== What the exercise asks ==
In the data below, find the line containing "skylight on this basis."; reproduce that line and all subsequent lines exactly, and nothing else.
++++++++
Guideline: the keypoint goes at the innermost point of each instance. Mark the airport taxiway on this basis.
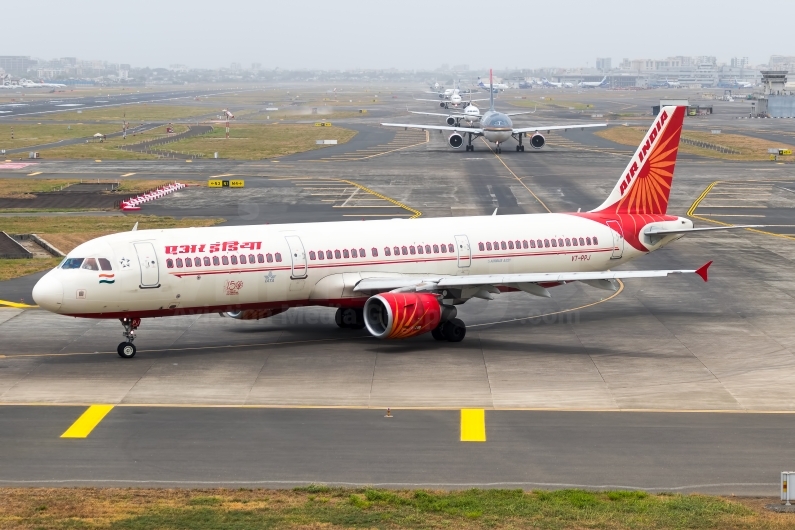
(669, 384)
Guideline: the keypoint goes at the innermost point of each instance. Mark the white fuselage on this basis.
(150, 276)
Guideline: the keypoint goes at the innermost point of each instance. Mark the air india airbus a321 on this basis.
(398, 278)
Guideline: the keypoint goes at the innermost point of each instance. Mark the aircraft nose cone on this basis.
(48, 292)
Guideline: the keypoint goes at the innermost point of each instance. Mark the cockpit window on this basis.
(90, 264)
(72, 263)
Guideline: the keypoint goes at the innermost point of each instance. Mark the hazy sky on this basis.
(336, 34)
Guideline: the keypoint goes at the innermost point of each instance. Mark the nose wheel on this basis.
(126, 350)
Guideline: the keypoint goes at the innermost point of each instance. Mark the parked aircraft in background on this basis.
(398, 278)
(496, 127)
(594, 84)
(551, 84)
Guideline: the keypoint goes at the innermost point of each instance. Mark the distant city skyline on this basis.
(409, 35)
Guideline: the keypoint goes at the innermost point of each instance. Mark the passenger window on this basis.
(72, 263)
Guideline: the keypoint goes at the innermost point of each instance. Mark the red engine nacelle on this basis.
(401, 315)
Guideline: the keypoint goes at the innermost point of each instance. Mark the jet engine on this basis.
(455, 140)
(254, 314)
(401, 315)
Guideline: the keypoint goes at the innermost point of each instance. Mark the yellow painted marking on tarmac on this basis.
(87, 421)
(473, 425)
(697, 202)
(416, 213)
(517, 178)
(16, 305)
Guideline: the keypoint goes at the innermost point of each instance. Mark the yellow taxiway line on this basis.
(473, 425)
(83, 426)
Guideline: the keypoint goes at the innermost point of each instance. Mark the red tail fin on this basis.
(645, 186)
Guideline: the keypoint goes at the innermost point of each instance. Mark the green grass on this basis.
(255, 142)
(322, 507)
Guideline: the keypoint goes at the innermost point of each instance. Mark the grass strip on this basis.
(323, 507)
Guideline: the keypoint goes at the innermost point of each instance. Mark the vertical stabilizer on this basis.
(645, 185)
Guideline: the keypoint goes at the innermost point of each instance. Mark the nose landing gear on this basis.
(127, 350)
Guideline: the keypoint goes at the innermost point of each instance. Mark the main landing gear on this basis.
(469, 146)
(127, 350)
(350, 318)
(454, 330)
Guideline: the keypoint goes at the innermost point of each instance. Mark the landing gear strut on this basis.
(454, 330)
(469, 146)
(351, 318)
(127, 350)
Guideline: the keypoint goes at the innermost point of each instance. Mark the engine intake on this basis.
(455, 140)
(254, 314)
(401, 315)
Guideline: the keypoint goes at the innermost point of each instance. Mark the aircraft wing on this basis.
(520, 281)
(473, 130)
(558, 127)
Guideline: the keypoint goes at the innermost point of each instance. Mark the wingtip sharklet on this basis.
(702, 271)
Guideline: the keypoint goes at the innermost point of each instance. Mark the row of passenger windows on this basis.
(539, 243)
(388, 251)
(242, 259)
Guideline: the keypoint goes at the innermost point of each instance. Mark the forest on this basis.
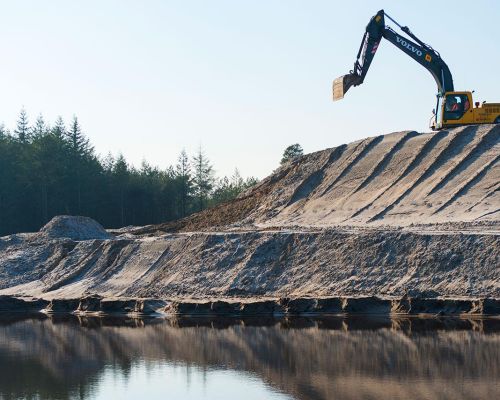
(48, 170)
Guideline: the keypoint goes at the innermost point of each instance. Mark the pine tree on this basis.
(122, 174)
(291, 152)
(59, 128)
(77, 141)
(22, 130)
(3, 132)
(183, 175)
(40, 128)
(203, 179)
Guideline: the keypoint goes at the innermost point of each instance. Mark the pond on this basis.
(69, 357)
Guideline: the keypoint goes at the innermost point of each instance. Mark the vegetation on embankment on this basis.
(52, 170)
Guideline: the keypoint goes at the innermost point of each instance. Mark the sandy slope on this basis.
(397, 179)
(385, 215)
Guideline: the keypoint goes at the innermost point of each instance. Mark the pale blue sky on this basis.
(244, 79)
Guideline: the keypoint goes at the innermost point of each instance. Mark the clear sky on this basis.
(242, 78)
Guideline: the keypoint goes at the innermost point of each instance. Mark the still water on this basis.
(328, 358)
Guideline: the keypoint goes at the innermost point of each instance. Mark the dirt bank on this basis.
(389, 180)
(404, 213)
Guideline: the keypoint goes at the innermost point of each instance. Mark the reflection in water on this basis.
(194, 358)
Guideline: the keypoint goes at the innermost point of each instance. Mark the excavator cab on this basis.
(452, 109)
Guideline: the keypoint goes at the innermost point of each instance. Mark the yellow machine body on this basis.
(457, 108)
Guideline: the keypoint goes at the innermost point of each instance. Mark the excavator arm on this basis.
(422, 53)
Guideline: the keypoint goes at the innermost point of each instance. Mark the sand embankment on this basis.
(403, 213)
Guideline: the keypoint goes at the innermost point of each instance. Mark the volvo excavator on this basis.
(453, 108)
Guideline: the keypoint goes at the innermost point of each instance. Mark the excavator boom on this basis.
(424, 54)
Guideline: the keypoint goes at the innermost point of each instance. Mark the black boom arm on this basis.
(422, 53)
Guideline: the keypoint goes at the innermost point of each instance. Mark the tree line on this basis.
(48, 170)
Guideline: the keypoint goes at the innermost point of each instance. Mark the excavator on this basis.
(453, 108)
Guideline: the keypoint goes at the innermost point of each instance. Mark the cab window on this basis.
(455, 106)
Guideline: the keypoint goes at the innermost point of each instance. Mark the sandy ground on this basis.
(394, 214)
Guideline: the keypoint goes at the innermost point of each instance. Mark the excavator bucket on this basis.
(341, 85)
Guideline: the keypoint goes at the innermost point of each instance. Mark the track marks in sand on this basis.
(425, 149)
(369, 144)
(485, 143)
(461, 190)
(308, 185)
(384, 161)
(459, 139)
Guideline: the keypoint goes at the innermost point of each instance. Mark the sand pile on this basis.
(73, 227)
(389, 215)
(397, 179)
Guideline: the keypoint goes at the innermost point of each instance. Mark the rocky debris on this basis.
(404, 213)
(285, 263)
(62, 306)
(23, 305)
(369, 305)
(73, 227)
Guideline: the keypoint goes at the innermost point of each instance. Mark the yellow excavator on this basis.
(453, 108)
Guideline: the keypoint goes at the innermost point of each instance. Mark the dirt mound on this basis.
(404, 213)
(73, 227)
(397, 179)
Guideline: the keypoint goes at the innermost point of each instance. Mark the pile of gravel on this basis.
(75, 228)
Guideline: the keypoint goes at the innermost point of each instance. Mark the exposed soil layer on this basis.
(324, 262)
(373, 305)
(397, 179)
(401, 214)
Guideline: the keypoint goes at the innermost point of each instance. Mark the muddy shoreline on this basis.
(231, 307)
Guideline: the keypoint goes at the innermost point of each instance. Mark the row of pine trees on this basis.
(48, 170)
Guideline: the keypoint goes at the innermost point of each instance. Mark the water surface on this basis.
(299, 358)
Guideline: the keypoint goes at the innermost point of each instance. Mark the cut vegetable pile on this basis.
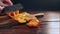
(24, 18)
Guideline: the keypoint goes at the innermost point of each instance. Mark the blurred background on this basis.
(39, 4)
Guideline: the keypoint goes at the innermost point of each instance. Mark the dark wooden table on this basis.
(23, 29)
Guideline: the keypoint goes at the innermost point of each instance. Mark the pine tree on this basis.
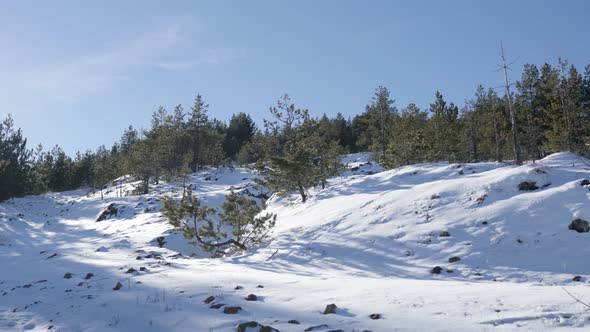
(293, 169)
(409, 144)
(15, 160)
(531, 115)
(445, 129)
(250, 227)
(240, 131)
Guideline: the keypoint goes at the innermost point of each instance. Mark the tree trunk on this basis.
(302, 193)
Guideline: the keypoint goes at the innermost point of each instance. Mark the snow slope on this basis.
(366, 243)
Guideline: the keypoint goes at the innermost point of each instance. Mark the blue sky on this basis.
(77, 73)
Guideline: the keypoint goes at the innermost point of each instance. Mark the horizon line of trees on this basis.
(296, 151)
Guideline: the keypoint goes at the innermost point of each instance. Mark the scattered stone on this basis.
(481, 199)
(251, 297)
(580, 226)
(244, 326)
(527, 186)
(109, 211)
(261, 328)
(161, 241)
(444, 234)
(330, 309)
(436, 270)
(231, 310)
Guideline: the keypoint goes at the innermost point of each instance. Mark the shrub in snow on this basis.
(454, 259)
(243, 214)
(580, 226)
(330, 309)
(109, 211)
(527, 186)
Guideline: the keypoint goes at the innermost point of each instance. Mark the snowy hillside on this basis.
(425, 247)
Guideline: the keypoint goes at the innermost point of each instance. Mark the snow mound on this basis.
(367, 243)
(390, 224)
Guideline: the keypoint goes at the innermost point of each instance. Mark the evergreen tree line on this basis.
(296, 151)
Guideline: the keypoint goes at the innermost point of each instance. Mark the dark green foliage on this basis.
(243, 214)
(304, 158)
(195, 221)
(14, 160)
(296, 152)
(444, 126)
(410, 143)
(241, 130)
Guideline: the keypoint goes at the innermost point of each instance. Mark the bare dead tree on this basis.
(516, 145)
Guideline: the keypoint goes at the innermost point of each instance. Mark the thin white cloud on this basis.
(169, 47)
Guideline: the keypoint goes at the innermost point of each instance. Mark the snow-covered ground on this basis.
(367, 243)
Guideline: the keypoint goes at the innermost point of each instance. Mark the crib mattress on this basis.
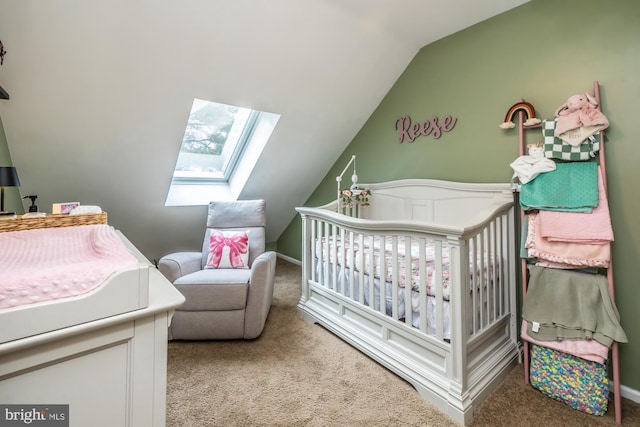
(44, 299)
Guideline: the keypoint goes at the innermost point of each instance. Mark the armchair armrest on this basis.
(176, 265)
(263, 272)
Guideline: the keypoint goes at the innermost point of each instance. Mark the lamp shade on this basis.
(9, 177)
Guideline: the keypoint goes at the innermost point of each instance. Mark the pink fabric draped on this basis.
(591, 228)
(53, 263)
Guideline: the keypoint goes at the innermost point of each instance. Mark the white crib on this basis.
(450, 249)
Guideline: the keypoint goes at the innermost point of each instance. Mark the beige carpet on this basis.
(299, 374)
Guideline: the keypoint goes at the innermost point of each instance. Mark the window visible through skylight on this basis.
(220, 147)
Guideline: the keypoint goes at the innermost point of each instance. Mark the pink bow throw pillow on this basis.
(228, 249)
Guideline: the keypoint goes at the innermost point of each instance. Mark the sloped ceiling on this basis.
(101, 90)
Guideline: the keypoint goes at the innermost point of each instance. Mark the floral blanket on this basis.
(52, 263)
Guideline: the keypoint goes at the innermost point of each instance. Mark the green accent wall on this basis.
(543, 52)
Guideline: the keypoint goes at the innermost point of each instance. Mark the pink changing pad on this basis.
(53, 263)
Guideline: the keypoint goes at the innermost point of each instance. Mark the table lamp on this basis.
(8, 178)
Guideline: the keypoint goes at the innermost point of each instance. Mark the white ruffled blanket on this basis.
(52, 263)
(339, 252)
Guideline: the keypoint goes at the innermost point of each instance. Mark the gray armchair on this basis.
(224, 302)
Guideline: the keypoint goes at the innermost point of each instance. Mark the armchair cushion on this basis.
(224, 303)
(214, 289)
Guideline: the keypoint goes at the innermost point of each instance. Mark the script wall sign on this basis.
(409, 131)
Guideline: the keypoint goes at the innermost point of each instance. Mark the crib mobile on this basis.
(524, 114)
++++++++
== Task output ==
Guideline: the keypoint goes at the innermost point of each instance. Mark the window visible through skylight on this basis.
(220, 147)
Guideline: the keypoint goes at the innermost point of each instance. Mark the pink bow throw pillow on this basis.
(228, 249)
Guideline: the keypoint goes at the innermost point of each instance. Mark the sloped ceiling on this basis.
(101, 90)
Guideline: the keypoint goes at the innermost point of each instance. Mark the floral blanket on this basis.
(52, 263)
Guideline: the keypoint goes at the innermost point of each instance. Mark the green accent wall on this basis.
(543, 52)
Guideline: the keypoint goes at the innermost point of each instance. Mark the pink changing pad on this basis.
(53, 263)
Guideline: the keypoint goes at the innermost point of each instance. Mark the table lamp on this basis.
(8, 178)
Guideline: the keypoint goes at the innermost point of each instance. Mark the white ruffled blanket on this basis.
(52, 263)
(339, 252)
Guideline: the keypoint goes at the innermost point of each instance. Mark the gray armchair on this basis.
(224, 302)
Guideline: the keypoint goes at the innermost point of each instance. Mark the armchair cushion on this basis.
(224, 303)
(214, 289)
Guideline: the keypoint goes at the innermost point of each instance. Mark the script wall sign on this basis.
(409, 131)
Guideline: the keypoint goes at the innermost point of each instance. Mark the crib mobile on this basis.
(524, 114)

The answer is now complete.